### What is being asked
Only lines holding "track" are needed; copy each of them from the data below.

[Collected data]

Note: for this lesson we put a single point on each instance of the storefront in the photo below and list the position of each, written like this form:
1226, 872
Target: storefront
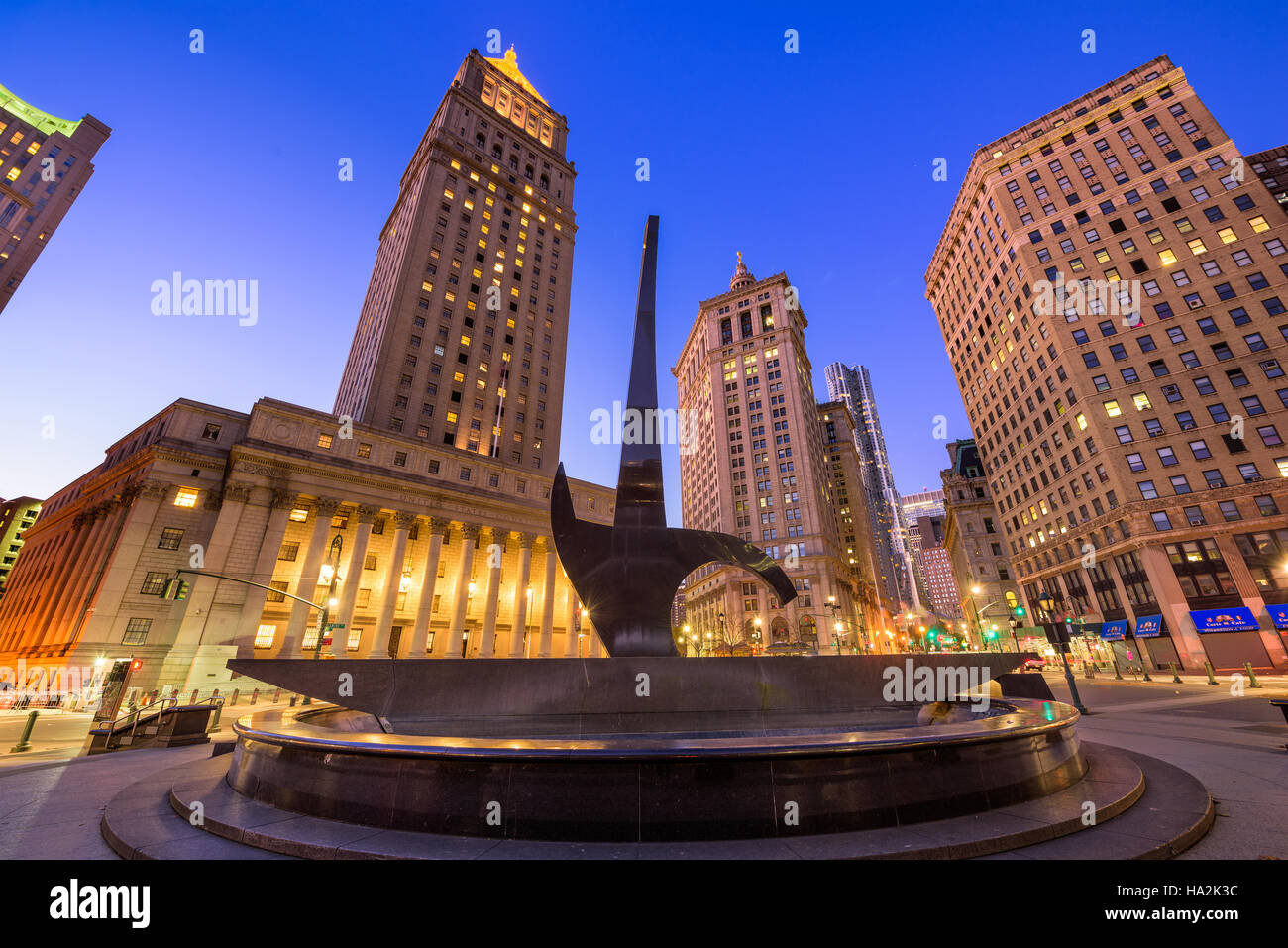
1155, 643
1279, 616
1231, 638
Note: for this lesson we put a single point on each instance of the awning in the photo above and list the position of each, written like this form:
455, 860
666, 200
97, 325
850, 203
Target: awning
1147, 626
1234, 620
1113, 630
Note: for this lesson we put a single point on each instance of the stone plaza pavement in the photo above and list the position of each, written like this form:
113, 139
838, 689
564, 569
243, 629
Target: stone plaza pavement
1234, 745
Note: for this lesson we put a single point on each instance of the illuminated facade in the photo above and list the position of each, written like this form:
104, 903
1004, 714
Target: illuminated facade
463, 334
445, 545
44, 165
758, 472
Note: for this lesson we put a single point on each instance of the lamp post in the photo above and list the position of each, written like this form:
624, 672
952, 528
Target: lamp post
334, 566
1047, 604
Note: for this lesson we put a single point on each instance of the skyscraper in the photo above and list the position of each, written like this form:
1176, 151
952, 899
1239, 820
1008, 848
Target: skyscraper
44, 165
853, 385
1111, 287
758, 468
464, 331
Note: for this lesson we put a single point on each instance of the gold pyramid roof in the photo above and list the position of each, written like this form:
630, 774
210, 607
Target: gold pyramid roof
510, 67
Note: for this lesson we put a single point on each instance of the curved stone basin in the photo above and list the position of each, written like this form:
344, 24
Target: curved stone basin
679, 785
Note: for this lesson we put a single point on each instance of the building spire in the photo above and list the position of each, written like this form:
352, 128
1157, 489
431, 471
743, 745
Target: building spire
742, 277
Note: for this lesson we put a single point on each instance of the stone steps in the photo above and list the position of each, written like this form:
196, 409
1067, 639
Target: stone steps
1144, 809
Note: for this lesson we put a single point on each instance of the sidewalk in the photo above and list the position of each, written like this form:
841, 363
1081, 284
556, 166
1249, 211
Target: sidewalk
59, 736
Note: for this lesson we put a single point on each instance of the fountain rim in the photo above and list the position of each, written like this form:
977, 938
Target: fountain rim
290, 728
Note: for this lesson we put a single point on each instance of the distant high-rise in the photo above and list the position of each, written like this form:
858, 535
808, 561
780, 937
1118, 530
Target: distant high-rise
853, 385
1112, 286
759, 469
44, 166
464, 331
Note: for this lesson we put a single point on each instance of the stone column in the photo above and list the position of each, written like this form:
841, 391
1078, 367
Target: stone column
428, 583
455, 633
266, 562
1247, 587
86, 524
352, 579
575, 648
120, 559
487, 648
307, 582
1176, 609
548, 601
67, 622
519, 625
231, 506
378, 642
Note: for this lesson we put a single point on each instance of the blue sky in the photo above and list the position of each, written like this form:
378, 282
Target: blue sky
223, 165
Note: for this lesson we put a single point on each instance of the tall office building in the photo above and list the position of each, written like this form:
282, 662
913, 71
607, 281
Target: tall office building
853, 385
464, 331
438, 549
44, 165
973, 539
923, 513
1136, 458
17, 517
758, 469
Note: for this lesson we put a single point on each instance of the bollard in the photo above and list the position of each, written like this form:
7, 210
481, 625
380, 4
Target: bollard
25, 741
1252, 678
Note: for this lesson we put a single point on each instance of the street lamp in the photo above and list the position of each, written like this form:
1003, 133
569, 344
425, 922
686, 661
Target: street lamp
1047, 604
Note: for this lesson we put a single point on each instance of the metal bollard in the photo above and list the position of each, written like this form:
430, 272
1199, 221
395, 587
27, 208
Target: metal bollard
25, 741
1252, 678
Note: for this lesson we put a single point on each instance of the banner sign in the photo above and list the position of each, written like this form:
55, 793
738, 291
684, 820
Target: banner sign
1147, 626
1113, 630
1234, 620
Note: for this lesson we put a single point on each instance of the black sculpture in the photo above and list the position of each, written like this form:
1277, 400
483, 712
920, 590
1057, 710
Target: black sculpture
626, 575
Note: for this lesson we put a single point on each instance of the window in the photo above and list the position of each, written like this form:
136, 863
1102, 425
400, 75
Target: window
170, 539
137, 631
154, 583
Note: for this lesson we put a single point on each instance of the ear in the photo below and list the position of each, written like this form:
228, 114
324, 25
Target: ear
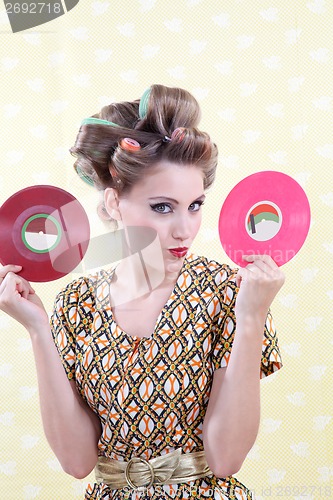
111, 202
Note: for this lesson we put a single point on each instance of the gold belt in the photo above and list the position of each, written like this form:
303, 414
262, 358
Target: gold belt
171, 468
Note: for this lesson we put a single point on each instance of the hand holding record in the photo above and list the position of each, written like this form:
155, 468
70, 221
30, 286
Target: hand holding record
45, 230
266, 213
19, 300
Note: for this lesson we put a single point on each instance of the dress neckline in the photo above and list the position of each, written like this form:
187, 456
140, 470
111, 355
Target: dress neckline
136, 338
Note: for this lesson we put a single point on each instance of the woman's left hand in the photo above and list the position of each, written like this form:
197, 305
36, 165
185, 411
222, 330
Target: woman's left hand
259, 283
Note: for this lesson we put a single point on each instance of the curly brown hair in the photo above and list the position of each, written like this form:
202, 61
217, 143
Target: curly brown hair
104, 163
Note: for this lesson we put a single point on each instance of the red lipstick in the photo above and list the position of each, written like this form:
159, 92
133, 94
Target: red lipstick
178, 252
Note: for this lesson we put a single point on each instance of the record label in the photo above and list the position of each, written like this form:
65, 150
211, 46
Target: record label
45, 230
263, 221
266, 213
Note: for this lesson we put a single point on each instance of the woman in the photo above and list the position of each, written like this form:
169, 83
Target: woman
163, 353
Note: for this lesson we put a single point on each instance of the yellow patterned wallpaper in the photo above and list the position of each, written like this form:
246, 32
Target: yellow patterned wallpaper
262, 71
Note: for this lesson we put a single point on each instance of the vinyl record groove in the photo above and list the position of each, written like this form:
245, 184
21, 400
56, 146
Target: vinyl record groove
265, 213
45, 230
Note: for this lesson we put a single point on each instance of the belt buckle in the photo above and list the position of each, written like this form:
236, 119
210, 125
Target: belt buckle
127, 472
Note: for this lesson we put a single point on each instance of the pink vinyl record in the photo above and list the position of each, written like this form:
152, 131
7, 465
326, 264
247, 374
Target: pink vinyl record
266, 213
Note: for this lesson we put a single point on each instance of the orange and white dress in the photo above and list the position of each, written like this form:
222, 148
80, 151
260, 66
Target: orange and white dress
151, 393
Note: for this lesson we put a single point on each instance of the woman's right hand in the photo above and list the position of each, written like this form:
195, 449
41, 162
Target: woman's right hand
19, 300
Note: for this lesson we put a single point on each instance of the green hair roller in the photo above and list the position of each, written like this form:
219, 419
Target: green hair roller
97, 121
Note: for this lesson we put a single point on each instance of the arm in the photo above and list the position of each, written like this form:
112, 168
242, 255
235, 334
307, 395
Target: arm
233, 413
71, 427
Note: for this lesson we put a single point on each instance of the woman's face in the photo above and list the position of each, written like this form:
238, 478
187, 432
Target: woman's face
168, 200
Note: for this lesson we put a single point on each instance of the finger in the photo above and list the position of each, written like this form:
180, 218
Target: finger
267, 259
14, 282
9, 268
259, 265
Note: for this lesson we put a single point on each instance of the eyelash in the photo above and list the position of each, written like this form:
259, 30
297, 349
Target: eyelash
156, 205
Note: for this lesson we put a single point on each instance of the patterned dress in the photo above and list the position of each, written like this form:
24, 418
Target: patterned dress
151, 393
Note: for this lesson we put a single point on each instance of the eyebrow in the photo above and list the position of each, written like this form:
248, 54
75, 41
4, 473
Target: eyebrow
166, 198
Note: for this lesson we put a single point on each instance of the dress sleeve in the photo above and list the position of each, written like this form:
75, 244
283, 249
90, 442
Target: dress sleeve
270, 358
63, 326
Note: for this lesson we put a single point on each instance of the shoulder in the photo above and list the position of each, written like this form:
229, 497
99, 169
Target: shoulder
85, 288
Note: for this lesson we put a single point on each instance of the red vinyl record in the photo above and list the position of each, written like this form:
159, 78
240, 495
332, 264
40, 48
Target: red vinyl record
45, 230
266, 213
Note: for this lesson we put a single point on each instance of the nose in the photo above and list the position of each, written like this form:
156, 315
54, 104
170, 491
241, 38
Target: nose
182, 228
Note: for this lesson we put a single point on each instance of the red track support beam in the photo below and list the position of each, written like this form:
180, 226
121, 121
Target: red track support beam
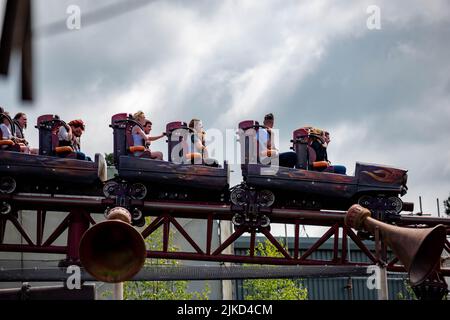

### Solution to this problem
Note: for this lesson we put a single point on each instance of the red track support beam in the photo below and list the position of each, written like this form:
Target: red track support beam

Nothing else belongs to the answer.